**EXERCISE TASK:** Pull out every line of the data below and reproduce each one verbatim, with no changes.

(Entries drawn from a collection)
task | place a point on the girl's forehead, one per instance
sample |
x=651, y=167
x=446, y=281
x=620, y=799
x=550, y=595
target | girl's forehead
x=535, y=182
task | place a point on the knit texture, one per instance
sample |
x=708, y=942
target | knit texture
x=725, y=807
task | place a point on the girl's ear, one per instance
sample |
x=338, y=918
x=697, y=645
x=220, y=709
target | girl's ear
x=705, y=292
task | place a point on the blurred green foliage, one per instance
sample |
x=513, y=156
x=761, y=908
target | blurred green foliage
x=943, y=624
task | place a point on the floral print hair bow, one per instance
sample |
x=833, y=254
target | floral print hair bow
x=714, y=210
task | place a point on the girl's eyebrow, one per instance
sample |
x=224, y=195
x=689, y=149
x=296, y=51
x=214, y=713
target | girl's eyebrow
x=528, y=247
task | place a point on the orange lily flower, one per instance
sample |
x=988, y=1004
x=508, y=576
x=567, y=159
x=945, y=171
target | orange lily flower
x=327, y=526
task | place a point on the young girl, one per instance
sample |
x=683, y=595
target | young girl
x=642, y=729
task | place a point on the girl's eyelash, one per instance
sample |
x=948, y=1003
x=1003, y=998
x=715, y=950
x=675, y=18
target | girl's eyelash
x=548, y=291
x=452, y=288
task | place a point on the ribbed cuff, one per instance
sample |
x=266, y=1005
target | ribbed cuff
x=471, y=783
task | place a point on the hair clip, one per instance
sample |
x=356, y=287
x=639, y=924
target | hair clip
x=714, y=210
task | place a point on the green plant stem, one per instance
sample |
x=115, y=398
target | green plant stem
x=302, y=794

**EXERCISE RESPONSE:**
task | place a point on the girl's forehead, one per instance
sample |
x=651, y=167
x=446, y=281
x=620, y=799
x=550, y=595
target | girl's forehead
x=535, y=182
task | place a point on the knit texture, one per instance
sample |
x=708, y=942
target | knit texture
x=725, y=807
task | place a point on the girl's ear, one per instance
sample |
x=338, y=918
x=697, y=645
x=220, y=709
target | girl's ear
x=705, y=292
task | place a point on the blurred green foliage, one per instance
sample |
x=513, y=156
x=761, y=908
target | blurred green foliage
x=943, y=624
task | place a point on the floral print hair bow, one per instance
sample |
x=833, y=254
target | floral print hair bow
x=714, y=210
task | place a point on the girl's eyebrow, one per instance
sample |
x=224, y=195
x=689, y=149
x=296, y=51
x=214, y=713
target | girl's eyebrow
x=528, y=247
task | place a point on the orange lily flower, one per instance
sample |
x=988, y=1004
x=508, y=576
x=567, y=159
x=945, y=171
target | orange lily flower
x=327, y=526
task | place a point on the young girl, one per instance
sample |
x=683, y=595
target | young girl
x=642, y=729
task | place a point on the girl's eyelash, one per instance
sample |
x=948, y=1003
x=1003, y=998
x=715, y=950
x=675, y=18
target | girl's eyelash
x=548, y=291
x=452, y=288
task | place a point on the ribbed cuff, one per instance
sample |
x=266, y=1005
target | ribbed cuff
x=471, y=783
task | place a point on the hair clip, one per instance
sample |
x=356, y=287
x=639, y=924
target | hair clip
x=714, y=210
task | place a point on the green plant stem, one per instance
sample |
x=115, y=398
target | green plant stem
x=302, y=794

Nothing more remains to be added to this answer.